=== SELECTION ===
[start]

= Divisione Nazionale =

Former Italian Football Championship

Divisione Nazionale (National Division) was the name of the first level of the Italian Football Championship from 1926 to 1929.

==History==
The competition was the evolution of former Prima Divisione (First Division) which had two main problems: it was divided between the northern and the southern part of the country, and was formally faithful to the amatorial directories of FIFA. The fascist regime would not accept a championship based on local groups, so in 1926 it took the direct control of FIGC with Leandro Arpinati as president, who merged two Roman clubs and newborn Napoli into the Milan-based Northern League, which consequently changed its name into Direttorio Divisioni Superiori (Directory of Higher Divisions), and it formed a Prima Divisione Sud championship (Southern First Division) which would promote a southern club into the renamed Divisione Nazionale every year. Players' purchase and salary were also allowed, even if Italian football did not officially turn into a professional system until 1960.

[end]

=== GIVEN INFORMATION ===
[start]

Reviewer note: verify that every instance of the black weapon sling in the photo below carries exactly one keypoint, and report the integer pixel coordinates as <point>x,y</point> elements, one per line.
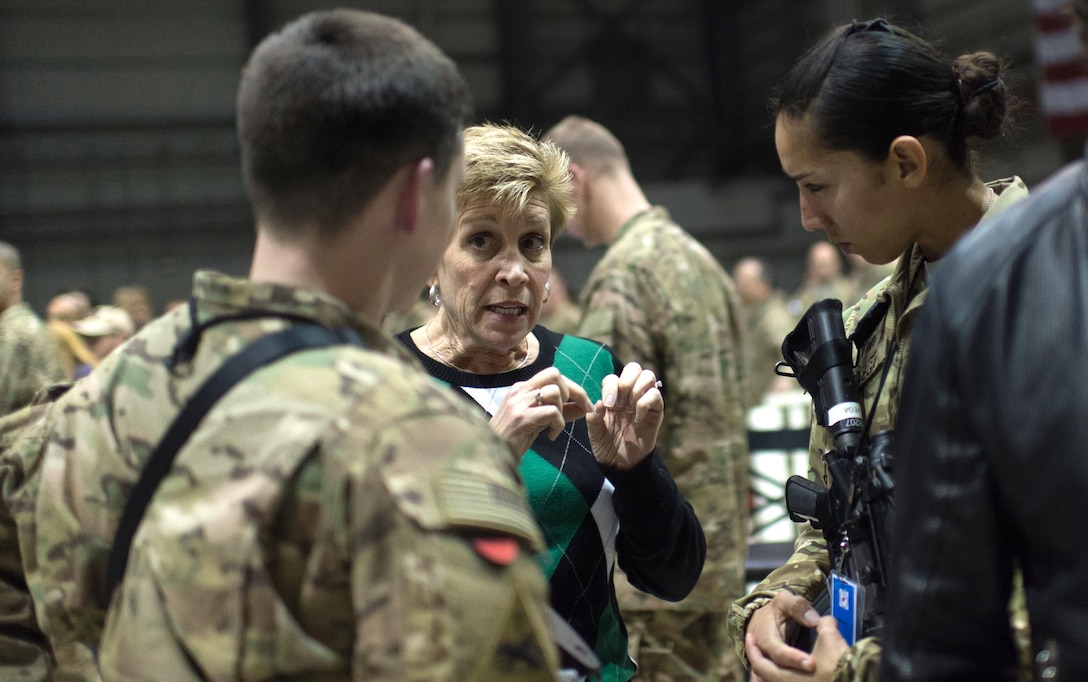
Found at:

[end]

=== WHAT THE TASK ASKS ===
Copy out the entire Divisione Nazionale text word for word. The data stands on its own and is not part of the Divisione Nazionale text.

=== THE SOLUTION ===
= Divisione Nazionale =

Former Italian Football Championship

Divisione Nazionale (National Division) was the name of the first level of the Italian Football Championship from 1926 to 1929.

==History==
The competition was the evolution of former Prima Divisione (First Division) which had two main problems: it was divided between the northern and the southern part of the country, and was formally faithful to the amatorial directories of FIFA. The fascist regime would not accept a championship based on local groups, so in 1926 it took the direct control of FIGC with Leandro Arpinati as president, who merged two Roman clubs and newborn Napoli into the Milan-based Northern League, which consequently changed its name into Direttorio Divisioni Superiori (Directory of Higher Divisions), and it formed a Prima Divisione Sud championship (Southern First Division) which would promote a southern club into the renamed Divisione Nazionale every year. Players' purchase and salary were also allowed, even if Italian football did not officially turn into a professional system until 1960.